» Текст для чтения:
————

Кто пишет на века, того не сразу видно. Русские писатели не были знакомы с современными геополитическими трендами и увлеченно обсуждали проблемы потребности в книге для народного чтения. Добросовестный Ф.М. Достоевский в цикле статей «Книжность и грамотность» (1861 г.) сформулировал философию «почвенничества» и страстно призывал лучших людей страны вернуться к народным первоистокам.
Российская интеллигенция дым едкий отечества любила сильнее ясного огня чужбины, не думала о выборности, романтизировала страдания народа и расточала похвалы его долготерпению. Лишения, унижения и притеснения со стороны «другого» мира – таков был контекст существования русского мужичка-богоносца. Сакрализация страдания составляла сердцевину понятия «народ», который иногда вспоминает о вилах (с одной буквой «л»), но не для того, чтобы стать электоральной массой.
Можно заметить не только в порядке произвольных сновидений, что настоящая любовь порождает желание не иметь, а быть. В 1870-х г.г. от Р.Х. зарождается новый сельскохозяйственный интеллигентский тренд – «хождение в народ». Хождению в народ иногда препятствует общественный и личный транспорт. На полюсе народной воли происходило возбуждение общественного интеллекта и кристаллизация нравственных сил нации, пронизанных запахом чернозема и духом протеста. Террористы-народовольцы вели системную охоту за царем-освободителем и таки взорвали его накануне подписания им проекта Конституции.
В те далеко-близкие времена интеллигенция с синдромом социальной справедливости говорила не от имени огромной массы темных и неграмотных крестьян. Для реально существующих землеробов и конюхов термины «государство», «общество» и «политика» никак не связывались с выполняемым сельскохозяйственным функционалом. Она совмещалась с именем того народа, каким он «должен быть». Данная интенция отразилась в названии организации «Народная воля».

————

» Что сделать:
A) Выпишите из текста об интеллигенции и народе отрывок от слов «Кто пишет на» до слов «стать электоральной массой.» включительно.
B) Продолжите текст об интеллигенции и народе, начав сразу после его последнего предложения.

» Записанные данные:
————

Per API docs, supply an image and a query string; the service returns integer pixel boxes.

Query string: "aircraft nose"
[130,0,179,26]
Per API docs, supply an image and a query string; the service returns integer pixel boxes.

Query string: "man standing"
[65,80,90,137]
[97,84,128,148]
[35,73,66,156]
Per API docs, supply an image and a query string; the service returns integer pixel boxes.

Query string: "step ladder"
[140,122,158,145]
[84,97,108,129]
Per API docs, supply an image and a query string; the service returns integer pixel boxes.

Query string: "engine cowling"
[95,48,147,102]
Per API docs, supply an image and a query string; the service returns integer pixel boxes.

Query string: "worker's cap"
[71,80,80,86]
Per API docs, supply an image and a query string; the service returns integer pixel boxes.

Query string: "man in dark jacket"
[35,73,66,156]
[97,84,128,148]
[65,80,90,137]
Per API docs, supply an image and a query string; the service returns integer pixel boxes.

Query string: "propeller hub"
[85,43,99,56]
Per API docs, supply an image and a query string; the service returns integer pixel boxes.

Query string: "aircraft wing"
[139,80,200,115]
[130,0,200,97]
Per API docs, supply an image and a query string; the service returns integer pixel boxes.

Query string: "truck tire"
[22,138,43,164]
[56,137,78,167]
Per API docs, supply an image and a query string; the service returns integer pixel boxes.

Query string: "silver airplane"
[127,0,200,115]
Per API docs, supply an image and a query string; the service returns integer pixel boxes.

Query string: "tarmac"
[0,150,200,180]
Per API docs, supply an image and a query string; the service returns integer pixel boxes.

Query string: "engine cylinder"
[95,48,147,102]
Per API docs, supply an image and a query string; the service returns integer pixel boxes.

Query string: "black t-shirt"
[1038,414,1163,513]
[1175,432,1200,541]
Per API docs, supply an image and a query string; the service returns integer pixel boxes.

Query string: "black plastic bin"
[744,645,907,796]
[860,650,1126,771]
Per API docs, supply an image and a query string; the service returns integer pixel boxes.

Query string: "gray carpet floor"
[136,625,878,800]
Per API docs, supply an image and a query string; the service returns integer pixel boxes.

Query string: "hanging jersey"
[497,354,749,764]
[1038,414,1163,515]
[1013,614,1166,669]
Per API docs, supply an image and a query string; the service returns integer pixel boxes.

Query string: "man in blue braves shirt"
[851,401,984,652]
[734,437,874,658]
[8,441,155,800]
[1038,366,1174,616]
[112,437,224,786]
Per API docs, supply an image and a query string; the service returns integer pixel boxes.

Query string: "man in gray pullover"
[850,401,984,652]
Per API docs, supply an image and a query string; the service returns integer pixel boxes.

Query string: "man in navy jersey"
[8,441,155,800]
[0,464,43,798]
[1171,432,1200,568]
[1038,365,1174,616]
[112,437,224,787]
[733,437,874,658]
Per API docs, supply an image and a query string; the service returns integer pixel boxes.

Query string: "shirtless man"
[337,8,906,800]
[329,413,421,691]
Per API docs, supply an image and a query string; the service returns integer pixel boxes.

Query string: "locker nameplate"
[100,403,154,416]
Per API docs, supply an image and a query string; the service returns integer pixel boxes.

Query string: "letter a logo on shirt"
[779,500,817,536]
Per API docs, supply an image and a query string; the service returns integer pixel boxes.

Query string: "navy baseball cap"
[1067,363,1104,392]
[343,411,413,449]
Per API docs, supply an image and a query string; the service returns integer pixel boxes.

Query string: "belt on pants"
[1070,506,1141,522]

————

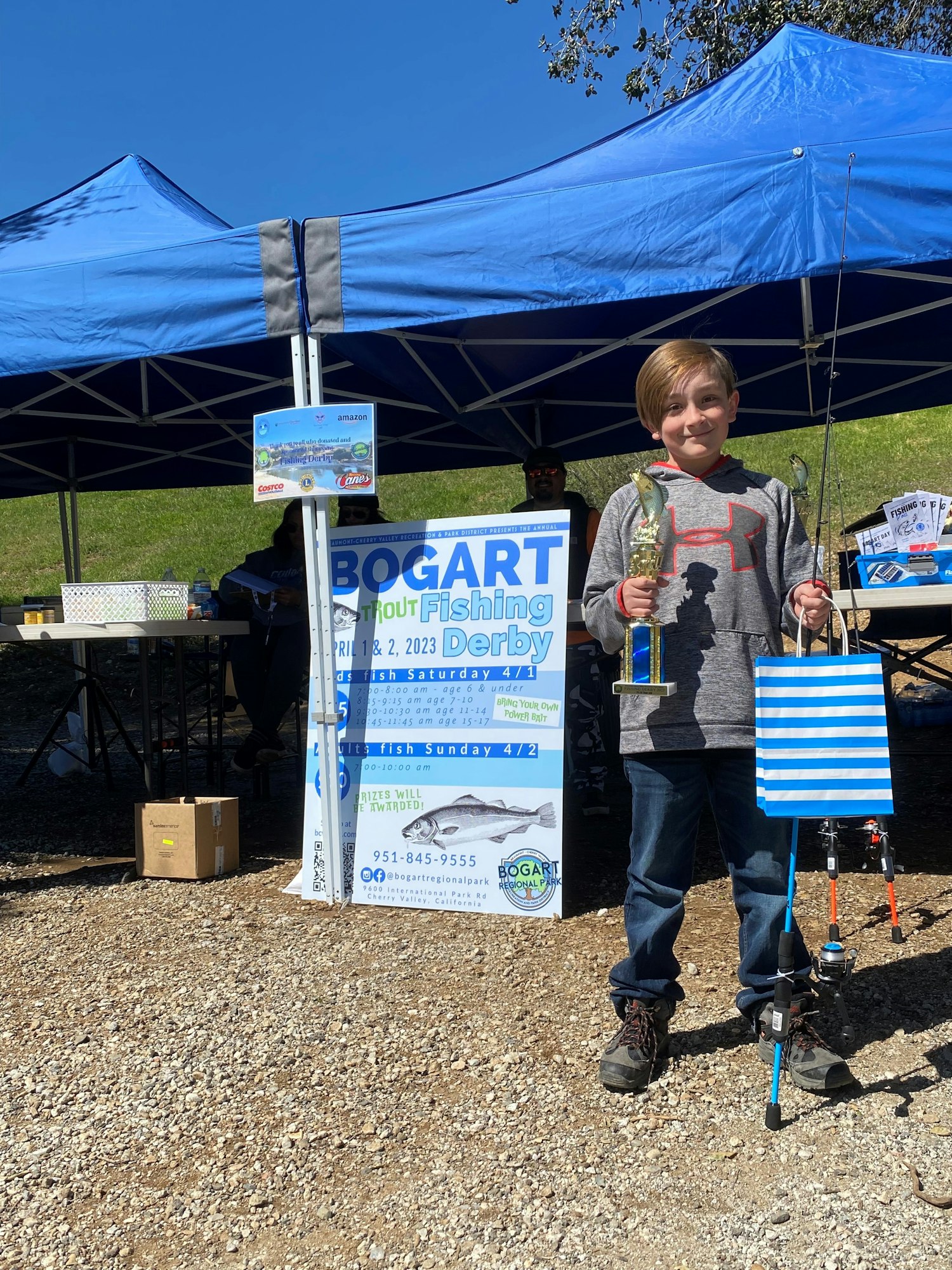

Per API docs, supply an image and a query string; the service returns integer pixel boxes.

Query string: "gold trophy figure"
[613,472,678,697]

————

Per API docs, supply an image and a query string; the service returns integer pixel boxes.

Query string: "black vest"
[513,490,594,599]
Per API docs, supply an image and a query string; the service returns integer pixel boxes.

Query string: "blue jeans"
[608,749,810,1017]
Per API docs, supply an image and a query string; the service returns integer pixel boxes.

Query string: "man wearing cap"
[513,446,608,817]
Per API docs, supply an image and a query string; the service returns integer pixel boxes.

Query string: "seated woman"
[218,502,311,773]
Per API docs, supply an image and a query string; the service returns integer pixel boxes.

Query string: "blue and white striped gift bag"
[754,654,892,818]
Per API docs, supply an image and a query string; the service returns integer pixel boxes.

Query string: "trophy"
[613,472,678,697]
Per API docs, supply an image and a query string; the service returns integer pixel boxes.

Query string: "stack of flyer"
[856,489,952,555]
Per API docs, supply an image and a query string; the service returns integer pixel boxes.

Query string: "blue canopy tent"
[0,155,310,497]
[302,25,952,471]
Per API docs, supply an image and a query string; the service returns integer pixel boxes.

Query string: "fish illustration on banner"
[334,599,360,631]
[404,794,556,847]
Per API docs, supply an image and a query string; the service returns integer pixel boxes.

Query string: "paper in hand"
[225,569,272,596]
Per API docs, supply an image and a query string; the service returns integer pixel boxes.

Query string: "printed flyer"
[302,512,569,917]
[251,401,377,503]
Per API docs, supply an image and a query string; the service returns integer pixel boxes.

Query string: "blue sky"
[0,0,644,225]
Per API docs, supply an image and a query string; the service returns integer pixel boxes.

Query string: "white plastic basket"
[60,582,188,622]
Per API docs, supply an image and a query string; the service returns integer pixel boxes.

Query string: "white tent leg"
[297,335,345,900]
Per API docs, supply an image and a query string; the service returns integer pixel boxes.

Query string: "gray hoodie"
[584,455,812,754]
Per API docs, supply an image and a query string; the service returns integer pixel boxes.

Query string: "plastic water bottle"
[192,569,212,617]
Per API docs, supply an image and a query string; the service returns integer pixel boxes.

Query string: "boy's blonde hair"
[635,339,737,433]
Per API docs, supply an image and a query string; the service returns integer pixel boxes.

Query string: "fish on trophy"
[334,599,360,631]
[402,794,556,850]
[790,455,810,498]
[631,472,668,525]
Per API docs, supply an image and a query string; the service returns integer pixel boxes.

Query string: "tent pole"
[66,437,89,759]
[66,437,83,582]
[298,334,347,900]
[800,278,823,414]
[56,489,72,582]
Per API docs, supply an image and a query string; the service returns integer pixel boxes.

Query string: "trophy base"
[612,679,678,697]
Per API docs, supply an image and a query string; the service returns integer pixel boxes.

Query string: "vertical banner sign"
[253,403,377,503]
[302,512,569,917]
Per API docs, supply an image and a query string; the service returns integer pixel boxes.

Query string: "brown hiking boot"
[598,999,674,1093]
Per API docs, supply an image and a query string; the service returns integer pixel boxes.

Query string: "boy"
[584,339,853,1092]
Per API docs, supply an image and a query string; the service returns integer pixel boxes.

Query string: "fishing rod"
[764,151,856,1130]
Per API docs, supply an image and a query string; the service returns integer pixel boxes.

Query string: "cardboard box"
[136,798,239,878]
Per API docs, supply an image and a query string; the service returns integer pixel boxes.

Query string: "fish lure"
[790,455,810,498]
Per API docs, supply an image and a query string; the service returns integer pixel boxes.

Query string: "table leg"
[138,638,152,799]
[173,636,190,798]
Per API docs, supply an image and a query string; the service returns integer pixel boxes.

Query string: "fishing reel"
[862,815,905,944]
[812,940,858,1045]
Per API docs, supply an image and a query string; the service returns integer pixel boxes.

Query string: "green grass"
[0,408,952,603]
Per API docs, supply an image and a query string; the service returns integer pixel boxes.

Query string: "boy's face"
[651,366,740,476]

————

» Ответы на задания:
A)
Кто пишет на века, того не сразу видно. Русские писатели не были знакомы с современными геополитическими трендами и увлеченно обсуждали проблемы потребности в книге для народного чтения. Добросовестный Ф.М. Достоевский в цикле статей «Книжность и грамотность» (1861 г.) сформулировал философию «почвенничества» и страстно призывал лучших людей страны вернуться к народным первоистокам.
Российская интеллигенция дым едкий отечества любила сильнее ясного огня чужбины, не думала о выборности, романтизировала страдания народа и расточала похвалы его долготерпению. Лишения, унижения и притеснения со стороны «другого» мира – таков был контекст существования русского мужичка-богоносца. Сакрализация страдания составляла сердцевину понятия «народ», который иногда вспоминает о вилах (с одной буквой «л»), но не для того, чтобы стать электоральной массой.

B)
Вопрос о том, что возникло раньше – способность писать или читать – в значительной мере сходен с проблемой первичности яйца и инкубатора. С культурно-идеологической целью народники обобщенно-светлыми усилиями использовали сказки о С. Разине и Е. Пугачеве, «разбойничьи» удалые песни. Орудием легальной пропаганды служили тираноборческие произведения столпов литературы А. Грибоедова, А. Пушкина, М. Лермонтова, Л. Толстого. А также Ф. Шиллера, Г. Гейне и А. Мицкевича.
Классик самоопределения интеллигенции как морального ордена Р. В. Иванов-Разумник написал однажды: «Интеллигенция есть этически антимещанская, социологически внесословная, преемственная группа, характеризуемая творчеством новых форм и идеалов и проведением их в жизнь в направлении к физическому и умственному, общественному и личному освобождению личности»[4].
Драматически-оправдательный судебный процесс в отношении активистки-народницы В.И. Засулич по делу о покушении на Петербургского градоначальника Ф.Ф. Трепова (июль 1877 г.) показал, что скороспелые политические реформы напрягали общество, а режим быстро утрачивал популярность. Комитет революционной «Народной воли» выпустил листовку, в которой писалось (или говорилось) о пробуждении общественной жизни и эффективности насилия как знака сочувствия нравственно раздавленным политическим арестантам и всему народонаселению. За председателем суда А.Ф. Кони закрепилась слава бескомпромиссного служителя Фемиды.
Практически во всех городах и поселках городского типа до сих пор есть улицы и переулки имени В. Засулич, С. Перовской, А. Желябова, С. Халтурина и «Народной воли».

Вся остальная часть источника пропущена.